Most children find dealing with changes very difficult. So, when couples in Massachusetts make the decision to divorce, telling their children must be done in a way that is not only age-appropriate, but which is in keeping with their best interests, including their emotional well-being. Children younger than three years of age may not understand what’s happening, but older kids will recognize and understand the changes that are happening.
Psychologists say that children around the age of 10 or 11 seem to have the most difficulty after being told their parents are divorcing. By this age, a child can reason and usually understands what a divorce may mean in terms of a shifting family dynamic, especially since children of this age tend to be more egocentric. Although negative emotions associated with a divorce are common for children, parents need to be mindful when these start to pose a problem.
Routines should be kept as consistent as possible for children and if there are signs that a child is having difficulty coping, parents might wish to think about enlisting the help of a family therapist. Remind children that what is happening is not their fault and they are loved and supported by both parents. Most children will generally ask for help when they need it, but it is a parent’s responsibility to provide that help when they believe it’s necessary.
A Massachusetts attorney may be able to help a client to make divorce easier for his or her children. A lawyer may be able to offer help by way of aiding in the writing of a co-parenting agreement, or acting as a mediator in certain situations. The bottom line is doing what is in the best interests of the children, even when it may be inconvenient or difficult.

▶ RECORD EXTRACTS
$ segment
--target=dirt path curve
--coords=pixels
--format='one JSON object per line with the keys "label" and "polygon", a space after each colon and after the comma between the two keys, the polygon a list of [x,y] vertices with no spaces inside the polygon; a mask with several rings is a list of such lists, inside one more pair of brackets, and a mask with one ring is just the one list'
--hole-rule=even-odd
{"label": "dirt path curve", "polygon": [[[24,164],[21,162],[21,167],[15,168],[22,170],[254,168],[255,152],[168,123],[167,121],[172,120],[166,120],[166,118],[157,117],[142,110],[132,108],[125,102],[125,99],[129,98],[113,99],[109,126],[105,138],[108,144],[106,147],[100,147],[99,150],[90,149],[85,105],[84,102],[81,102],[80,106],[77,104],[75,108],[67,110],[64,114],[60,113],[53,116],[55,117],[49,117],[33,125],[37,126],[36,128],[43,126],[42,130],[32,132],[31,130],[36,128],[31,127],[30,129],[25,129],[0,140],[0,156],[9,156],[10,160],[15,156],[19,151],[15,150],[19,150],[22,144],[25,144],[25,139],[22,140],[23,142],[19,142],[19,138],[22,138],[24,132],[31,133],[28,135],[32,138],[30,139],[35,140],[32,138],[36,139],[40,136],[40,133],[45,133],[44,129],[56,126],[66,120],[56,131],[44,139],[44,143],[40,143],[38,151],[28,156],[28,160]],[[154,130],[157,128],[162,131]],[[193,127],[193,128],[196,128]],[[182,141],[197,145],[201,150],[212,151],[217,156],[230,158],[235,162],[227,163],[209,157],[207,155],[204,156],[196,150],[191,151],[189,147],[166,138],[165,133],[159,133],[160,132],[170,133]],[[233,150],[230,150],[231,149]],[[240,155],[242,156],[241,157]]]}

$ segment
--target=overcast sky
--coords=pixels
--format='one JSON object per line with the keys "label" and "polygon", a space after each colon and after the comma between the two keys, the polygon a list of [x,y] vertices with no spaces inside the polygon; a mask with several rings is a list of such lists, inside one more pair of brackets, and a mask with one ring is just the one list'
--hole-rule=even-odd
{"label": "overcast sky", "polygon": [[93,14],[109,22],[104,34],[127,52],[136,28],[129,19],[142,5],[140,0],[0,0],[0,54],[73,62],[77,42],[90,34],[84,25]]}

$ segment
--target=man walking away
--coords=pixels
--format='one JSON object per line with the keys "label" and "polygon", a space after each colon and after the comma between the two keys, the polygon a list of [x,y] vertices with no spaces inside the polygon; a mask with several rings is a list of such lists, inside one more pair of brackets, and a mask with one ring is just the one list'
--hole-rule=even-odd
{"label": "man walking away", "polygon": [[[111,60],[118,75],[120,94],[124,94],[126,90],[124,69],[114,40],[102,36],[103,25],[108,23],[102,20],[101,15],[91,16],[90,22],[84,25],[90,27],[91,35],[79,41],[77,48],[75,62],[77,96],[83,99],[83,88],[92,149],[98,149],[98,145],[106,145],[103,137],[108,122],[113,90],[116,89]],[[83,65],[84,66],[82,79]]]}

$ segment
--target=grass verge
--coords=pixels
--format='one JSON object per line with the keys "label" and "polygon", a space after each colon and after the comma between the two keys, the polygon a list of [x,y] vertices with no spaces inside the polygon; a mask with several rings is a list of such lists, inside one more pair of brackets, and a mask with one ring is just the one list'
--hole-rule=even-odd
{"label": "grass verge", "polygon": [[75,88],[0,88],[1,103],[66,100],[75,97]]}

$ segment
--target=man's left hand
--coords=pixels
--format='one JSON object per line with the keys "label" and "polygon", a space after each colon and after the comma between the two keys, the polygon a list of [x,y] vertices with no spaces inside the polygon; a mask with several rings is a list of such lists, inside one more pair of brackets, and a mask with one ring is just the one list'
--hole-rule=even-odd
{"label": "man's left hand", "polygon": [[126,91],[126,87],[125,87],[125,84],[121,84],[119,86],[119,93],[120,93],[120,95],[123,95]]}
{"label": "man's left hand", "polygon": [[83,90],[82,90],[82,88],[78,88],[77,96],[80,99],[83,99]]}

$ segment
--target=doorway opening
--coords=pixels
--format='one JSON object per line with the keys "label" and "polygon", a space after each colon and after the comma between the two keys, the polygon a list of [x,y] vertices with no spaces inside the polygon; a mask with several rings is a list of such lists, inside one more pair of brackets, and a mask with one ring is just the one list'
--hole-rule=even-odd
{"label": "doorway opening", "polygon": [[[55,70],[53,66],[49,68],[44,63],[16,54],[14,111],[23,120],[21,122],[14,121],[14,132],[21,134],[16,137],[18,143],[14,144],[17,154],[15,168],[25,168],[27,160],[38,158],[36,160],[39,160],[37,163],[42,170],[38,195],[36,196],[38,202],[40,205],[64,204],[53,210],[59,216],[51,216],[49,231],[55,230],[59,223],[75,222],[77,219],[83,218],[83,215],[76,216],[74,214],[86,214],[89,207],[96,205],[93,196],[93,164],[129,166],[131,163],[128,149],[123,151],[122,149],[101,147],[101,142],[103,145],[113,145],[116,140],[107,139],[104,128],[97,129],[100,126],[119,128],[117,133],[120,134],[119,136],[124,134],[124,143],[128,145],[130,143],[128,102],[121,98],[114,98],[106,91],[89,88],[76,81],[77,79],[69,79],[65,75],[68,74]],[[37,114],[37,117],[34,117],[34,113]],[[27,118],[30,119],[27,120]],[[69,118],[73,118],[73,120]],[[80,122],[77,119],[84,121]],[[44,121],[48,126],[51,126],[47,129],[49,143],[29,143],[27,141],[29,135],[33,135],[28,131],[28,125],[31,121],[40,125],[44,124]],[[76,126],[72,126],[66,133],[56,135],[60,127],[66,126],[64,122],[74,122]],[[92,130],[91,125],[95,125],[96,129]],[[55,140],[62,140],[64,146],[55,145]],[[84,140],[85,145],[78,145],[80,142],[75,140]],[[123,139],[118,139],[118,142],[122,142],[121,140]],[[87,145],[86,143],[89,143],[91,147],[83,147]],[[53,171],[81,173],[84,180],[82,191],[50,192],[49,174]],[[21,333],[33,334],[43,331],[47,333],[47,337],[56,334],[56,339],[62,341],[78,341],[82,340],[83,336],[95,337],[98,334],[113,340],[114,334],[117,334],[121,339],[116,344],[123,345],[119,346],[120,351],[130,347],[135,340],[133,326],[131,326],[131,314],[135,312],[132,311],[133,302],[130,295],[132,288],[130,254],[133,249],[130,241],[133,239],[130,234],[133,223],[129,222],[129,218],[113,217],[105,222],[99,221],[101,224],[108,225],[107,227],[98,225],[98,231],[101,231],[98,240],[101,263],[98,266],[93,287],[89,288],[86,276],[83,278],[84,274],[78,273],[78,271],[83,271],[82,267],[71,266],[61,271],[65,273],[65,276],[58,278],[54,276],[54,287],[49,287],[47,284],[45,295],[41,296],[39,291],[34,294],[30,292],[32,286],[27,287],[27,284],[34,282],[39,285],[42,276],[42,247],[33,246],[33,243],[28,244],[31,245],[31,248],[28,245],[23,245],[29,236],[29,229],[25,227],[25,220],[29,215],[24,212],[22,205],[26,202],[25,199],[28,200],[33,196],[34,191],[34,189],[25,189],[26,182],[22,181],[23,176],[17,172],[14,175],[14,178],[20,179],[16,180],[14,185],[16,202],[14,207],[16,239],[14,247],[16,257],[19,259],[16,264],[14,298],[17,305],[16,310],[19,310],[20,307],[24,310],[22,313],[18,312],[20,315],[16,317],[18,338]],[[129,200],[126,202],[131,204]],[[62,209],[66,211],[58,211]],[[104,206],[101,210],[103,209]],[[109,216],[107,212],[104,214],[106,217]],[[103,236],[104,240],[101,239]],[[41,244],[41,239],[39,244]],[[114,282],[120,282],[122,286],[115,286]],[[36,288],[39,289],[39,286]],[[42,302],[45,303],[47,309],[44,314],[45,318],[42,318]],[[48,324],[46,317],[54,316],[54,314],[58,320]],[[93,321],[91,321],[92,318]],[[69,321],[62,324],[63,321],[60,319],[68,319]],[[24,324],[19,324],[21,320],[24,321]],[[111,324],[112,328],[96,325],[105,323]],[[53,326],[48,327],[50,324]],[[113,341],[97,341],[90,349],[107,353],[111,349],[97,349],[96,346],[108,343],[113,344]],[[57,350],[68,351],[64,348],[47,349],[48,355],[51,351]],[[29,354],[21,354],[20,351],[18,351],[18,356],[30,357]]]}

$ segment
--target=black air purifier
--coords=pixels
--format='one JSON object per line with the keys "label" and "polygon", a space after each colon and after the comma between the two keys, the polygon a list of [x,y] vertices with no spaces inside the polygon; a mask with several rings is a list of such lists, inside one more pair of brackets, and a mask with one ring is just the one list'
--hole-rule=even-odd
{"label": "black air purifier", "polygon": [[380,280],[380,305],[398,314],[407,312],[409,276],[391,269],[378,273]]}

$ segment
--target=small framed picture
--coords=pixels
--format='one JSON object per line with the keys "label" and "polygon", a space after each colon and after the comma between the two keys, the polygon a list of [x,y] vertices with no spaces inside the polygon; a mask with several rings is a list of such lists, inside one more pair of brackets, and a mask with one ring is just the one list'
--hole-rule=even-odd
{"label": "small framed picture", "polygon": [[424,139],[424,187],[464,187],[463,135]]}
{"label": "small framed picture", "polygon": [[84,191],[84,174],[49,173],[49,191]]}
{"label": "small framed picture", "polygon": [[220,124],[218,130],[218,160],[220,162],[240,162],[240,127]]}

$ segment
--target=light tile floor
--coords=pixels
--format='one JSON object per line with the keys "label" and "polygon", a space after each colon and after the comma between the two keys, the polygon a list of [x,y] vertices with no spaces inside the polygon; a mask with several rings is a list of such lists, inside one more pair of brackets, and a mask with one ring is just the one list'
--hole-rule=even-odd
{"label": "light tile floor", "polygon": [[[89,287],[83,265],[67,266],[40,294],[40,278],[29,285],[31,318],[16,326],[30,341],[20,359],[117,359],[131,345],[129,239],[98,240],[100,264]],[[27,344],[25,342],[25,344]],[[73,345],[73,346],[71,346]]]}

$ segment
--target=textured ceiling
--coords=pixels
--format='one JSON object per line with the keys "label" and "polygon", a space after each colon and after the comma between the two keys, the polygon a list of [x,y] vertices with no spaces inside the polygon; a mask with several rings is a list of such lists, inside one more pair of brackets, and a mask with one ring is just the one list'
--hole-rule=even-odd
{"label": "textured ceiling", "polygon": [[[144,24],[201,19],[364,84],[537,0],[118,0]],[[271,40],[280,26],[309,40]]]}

▶ EXERCISE INSTRUCTIONS
**A)** Answer these questions from the divorce article:
(i) Below what age may children not understand what's happening?
(ii) At around what age do children seem to have the most difficulty after being told their parents are divorcing?
(iii) What two ways might a lawyer offer help?
**B)** Can you quote the part of the divorce article that opens with the words containing "A Massachusetts attorney" and closes with "inconvenient or difficult."?
The records are from a different source than the divorce article.

▶ SOLUTIONS TO THE TASKS
**A)**
(i) Three years of age.
(ii) Around the age of 10 or 11.
(iii) Aiding in the writing of a co-parenting agreement, or acting as a mediator in certain situations.

**B)**
A Massachusetts attorney may be able to help a client to make divorce easier for his or her children. A lawyer may be able to offer help by way of aiding in the writing of a co-parenting agreement, or acting as a mediator in certain situations. The bottom line is doing what is in the best interests of the children, even when it may be inconvenient or difficult.